- _Istruzione scritta 1_:
Rispondi alle seguenti domande sul testo sul calo dei rendimenti:
(a) A quale livello si trovano ora i tassi dei bond tedeschi?
(b) Quando la BCE ha confermato che l'attuale ciclo di rialzi può considerarsi concluso?
(c) Qual è il terzo fattore alla base del calo dei rendimenti?
- _Istruzione scritta 2_:
Ricopia dal testo sul calo dei rendimenti la parte che si apre con le parole contenenti "QuiFinanza, il canale" e si chiude con "professionisti e PMI.".
- _Istruzione scritta 3_:
Estendi il testo sul calo dei rendimenti, continuando dopo la sua ultima frase.

- _Brano_:
━━━━━━

Asset Allocation, calo tassi alimenta rally asset rischiosi: come orientarsi

Filippo Casagrande, Head of Insurance Investment Solutions presso Generali, Asset & Wealth Management Business Unit, mette in luce le potenzialità dell'azionario

Foto di QuiFinanza

QuiFinanza

Redazione

QuiFinanza, il canale verticale di Italiaonline dedicato al mondo dell’economia e della finanza: il sito di riferimento e di approfondimento per risparmiatori, professionisti e PMI.

Dopo mesi di continue sorprese al rialzo sui tassi di interesse, nelle ultime quattro settimane abbiamo visto un forte calo dei rendimenti nominali e reali. Nelle settimane precedenti i tassi di Treasury USA e BTP sfioravano il 5% e il Bund il 3%, ora i livelli sono attorno al 4.3-4.4% per i primi due e sotto il 2.6% per i bond tedeschi. I tassi governativi europei sono quindi tornati a livelli pari o inferiori a quelli di inizio anno. Questo il quadro tracciato da Filippo Casagrande, Head of Insurance Investment Solutions presso Generali, Asset & Wealth Management Business Unit.

Le cause del repentino calo dei rendimenti

Alla base del calo dei rendimenti vi sono tre ordini di fattori. Il primo riguarda le banche centrali. “La BCE a fine ottobre – spiega Casagrande – ha confermato le attese che l’attuale ciclo di rialzi può considerarsi concluso. Inoltre, la Fed a inizio novembre, pur rimanendo cauta sul rischio di inflazione, ha esplicitamente detto che il rialzo dei tassi di mercato degli ultimi mesi toglie la necessità di nuovi rialzi dei tassi di politica monetaria. In entrambi i casi, queste notizie sono state interpretate dai mercati come segnali accomodanti (o quantomeno meno aggressivi)”. Il secondo fa riferimento all’inflazione che continua a muoversi nella giusta direzione. Il terzo è il peggioramento di vari indicatori anticipatori del ciclo economico negli Stati Uniti.

━━━━━━

- _Dati forniti_:
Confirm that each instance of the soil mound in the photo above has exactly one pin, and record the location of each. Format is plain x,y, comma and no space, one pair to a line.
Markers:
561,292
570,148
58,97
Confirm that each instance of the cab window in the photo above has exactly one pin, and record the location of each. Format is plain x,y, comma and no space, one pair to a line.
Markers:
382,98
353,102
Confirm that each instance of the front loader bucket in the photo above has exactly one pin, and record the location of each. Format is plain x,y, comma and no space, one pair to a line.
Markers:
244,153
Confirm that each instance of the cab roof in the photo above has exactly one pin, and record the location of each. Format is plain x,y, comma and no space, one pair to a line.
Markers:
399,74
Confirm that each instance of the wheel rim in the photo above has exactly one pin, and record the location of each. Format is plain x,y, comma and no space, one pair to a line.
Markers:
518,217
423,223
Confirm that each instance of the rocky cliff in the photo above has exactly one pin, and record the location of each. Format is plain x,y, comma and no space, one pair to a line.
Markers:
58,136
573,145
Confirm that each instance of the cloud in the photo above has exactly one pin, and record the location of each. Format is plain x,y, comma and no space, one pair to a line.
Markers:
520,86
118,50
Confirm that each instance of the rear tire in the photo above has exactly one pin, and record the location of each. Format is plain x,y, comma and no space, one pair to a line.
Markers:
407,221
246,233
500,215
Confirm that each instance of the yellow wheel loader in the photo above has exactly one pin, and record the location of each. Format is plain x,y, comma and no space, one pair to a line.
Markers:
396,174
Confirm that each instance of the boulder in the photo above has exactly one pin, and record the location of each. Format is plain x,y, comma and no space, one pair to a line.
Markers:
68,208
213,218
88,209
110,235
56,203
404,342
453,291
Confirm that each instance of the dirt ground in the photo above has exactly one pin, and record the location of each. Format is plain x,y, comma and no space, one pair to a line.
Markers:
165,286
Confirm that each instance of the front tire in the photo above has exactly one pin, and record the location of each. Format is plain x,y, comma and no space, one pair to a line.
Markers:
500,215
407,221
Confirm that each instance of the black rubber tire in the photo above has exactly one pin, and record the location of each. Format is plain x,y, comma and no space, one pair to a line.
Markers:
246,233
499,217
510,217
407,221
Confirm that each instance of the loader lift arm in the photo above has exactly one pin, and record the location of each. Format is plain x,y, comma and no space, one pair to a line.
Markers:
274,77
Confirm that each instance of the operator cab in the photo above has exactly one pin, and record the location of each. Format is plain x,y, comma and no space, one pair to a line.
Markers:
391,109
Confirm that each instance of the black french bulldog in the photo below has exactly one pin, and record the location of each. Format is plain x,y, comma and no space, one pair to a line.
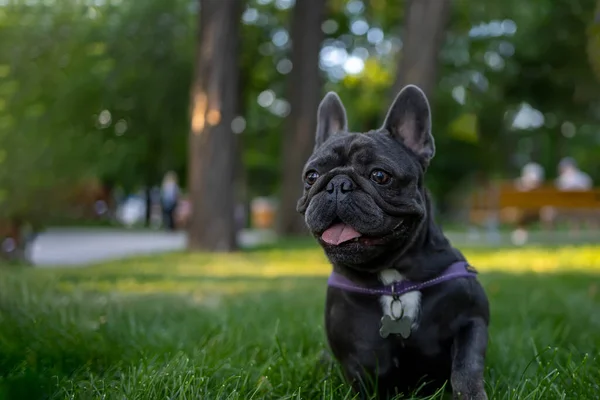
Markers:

━━━━━━

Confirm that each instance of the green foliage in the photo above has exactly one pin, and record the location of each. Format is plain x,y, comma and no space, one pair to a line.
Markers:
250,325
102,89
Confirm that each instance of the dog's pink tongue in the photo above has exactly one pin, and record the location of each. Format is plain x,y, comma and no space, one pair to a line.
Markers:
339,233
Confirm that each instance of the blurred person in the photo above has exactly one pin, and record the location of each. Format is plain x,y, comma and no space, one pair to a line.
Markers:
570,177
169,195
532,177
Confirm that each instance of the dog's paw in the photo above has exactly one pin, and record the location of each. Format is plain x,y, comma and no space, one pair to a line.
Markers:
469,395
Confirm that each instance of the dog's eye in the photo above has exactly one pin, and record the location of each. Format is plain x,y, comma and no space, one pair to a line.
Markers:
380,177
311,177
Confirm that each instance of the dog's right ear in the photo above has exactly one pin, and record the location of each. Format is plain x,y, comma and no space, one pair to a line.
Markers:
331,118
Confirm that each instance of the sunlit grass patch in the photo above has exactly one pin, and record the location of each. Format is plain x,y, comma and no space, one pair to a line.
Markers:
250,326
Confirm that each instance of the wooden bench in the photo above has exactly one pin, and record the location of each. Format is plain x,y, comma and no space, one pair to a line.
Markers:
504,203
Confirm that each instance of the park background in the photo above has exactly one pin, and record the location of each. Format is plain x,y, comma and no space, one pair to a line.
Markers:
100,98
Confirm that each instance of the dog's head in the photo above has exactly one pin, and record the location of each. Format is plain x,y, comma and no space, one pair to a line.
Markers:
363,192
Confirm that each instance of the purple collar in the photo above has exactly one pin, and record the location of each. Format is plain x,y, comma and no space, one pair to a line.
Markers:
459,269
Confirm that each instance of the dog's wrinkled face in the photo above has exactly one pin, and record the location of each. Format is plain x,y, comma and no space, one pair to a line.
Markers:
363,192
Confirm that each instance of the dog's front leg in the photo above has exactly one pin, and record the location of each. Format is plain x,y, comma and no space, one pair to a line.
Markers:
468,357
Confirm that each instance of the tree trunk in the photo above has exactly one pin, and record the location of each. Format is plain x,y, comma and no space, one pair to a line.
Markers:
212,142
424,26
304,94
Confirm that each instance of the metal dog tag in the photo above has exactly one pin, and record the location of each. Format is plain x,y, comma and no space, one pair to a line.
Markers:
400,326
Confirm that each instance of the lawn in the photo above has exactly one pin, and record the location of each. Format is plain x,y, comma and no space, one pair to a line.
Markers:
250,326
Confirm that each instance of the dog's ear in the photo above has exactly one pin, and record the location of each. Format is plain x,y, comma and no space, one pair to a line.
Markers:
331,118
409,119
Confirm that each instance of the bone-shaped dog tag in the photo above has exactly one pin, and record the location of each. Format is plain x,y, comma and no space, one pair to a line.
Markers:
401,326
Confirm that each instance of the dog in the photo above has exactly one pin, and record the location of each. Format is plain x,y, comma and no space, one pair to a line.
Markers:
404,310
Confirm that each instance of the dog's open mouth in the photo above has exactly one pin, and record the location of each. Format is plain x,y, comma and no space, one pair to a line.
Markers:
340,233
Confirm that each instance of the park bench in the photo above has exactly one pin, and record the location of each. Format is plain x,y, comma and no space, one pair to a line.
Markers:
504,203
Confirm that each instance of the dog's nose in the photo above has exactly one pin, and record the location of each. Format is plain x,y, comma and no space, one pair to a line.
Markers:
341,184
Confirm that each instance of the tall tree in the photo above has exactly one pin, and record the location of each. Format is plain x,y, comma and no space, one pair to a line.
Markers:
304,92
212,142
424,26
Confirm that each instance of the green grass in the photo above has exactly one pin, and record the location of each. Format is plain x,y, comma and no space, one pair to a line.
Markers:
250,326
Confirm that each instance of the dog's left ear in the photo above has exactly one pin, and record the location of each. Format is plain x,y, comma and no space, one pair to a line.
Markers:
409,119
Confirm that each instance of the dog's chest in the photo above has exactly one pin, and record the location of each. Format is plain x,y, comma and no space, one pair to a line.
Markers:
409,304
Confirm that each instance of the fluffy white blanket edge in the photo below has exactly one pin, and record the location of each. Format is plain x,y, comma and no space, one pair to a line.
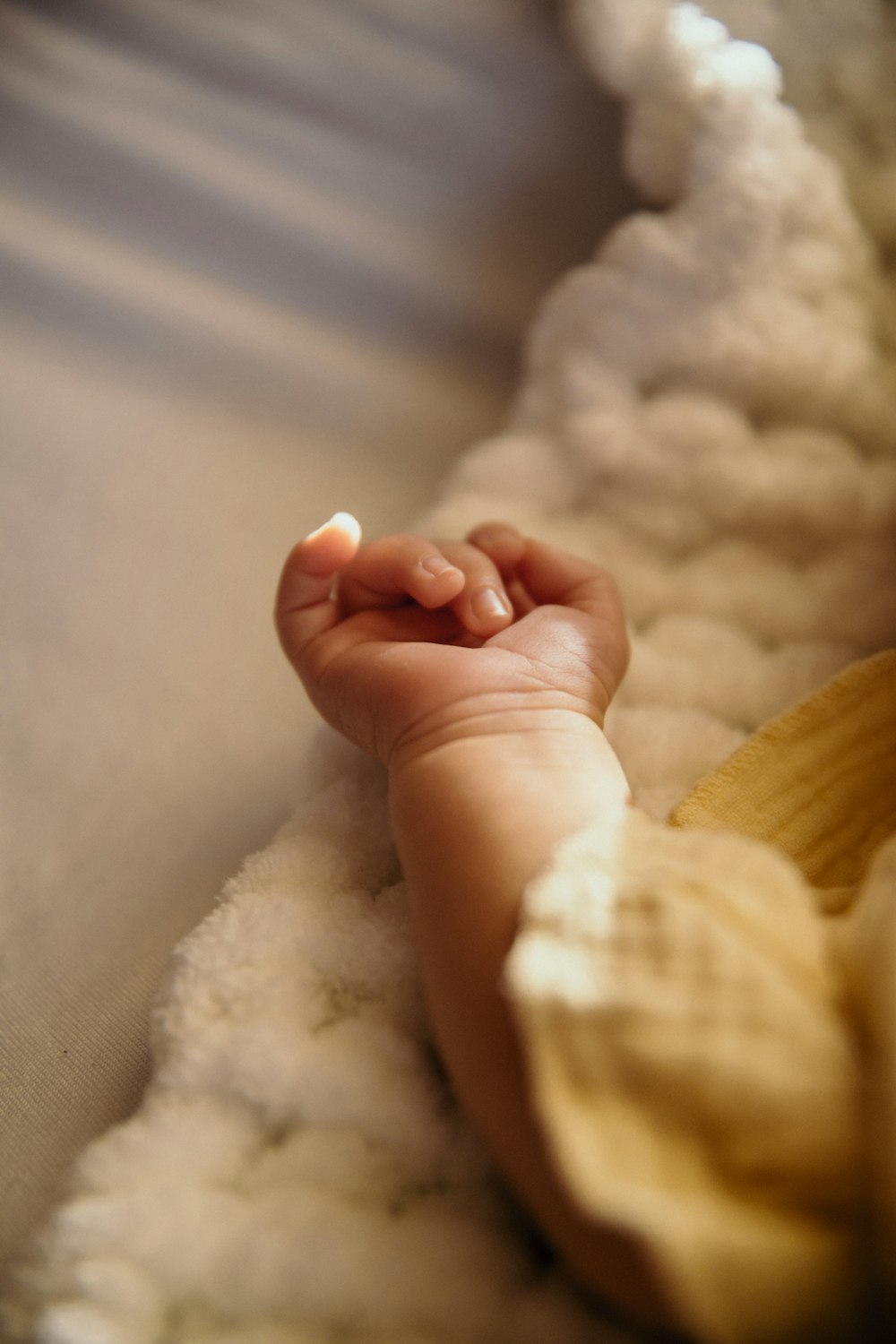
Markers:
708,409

━━━━━━

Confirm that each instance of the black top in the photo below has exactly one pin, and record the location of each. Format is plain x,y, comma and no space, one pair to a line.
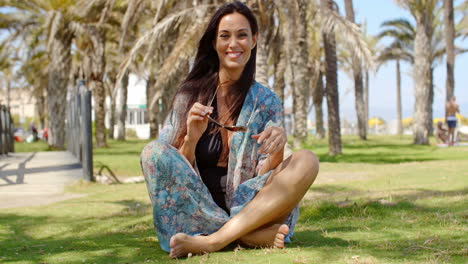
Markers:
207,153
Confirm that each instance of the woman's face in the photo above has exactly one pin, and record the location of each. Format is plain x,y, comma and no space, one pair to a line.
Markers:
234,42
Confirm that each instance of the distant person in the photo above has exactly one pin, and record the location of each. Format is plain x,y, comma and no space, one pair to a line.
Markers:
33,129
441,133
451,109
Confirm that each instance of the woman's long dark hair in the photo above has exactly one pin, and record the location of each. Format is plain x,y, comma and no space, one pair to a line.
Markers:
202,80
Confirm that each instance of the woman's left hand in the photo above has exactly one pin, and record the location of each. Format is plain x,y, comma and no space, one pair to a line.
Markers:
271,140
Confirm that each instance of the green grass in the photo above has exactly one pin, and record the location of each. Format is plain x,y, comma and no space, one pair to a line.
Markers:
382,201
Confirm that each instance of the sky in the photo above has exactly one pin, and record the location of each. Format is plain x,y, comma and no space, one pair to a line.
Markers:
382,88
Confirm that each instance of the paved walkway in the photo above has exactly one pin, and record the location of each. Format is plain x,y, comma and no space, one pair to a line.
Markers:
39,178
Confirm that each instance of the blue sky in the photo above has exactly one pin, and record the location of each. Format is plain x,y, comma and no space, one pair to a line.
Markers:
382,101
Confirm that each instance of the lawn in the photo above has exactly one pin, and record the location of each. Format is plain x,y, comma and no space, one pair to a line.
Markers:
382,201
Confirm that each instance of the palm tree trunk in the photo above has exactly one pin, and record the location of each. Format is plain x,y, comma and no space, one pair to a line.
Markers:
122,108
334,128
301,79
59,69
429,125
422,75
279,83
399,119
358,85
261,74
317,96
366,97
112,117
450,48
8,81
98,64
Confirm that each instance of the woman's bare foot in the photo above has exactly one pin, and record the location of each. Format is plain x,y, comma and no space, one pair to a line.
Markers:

━━━━━━

- _Risultato dell'esercizio 1_:
(a) Sotto il 2.6%.
(b) A fine ottobre.
(c) Il peggioramento di vari indicatori anticipatori del ciclo economico negli Stati Uniti.

- _Risultato dell'esercizio 2_:
QuiFinanza, il canale verticale di Italiaonline dedicato al mondo dell’economia e della finanza: il sito di riferimento e di approfondimento per risparmiatori, professionisti e PMI.

- _Risultato dell'esercizio 3_:
Mercati azionari aiutati da incremento liquidità in eccesso

Nonostante il Quantitative Tightening della Fed, negli ultimi mesi la liquidità in eccesso è tornata, a sorpresa, a salire. “Questo – spiega Casagrande – è dovuto al fatto che gli operatori finanziari hanno preferito ridurre un’altra componente della liquidità, la cosiddetta Reverse Repo Facility, scesa da 2.300 a 930 miliardi di dollari negli ultimi sei mesi”. La riduzione della Reverse Repo Facility ha un effetto decisamente meno negativo per i mercati azionari rispetto alla riduzione della liquidità in eccesso in senso stretto, in quanto essa consiste nello spostamento di un deposito vincolato a breve termine presso la banca centrale e il reinvestimento in titoli di stato a breve termine. Per contro, una riduzione della liquidità in eccesso in senso stretto può comportare il disinvestimento da titoli rischiosi, inclusi strumenti azionari e strumenti a leva, generando una pressione al ribasso sui mercati.Questa distinzione tecnica è molto importante per valutare i mesi seguenti. Infatti, con la Fed che continua il Quantitative Tightening, nei prossimi mesi la Reverse Repo Facility continuerà a scendere, approcciando lo zero. A quel punto, ogni successiva riduzione di bilancio della banca centrale andrà a impattare direttamente la liquidità in eccesso, creando così tensione sui mercati.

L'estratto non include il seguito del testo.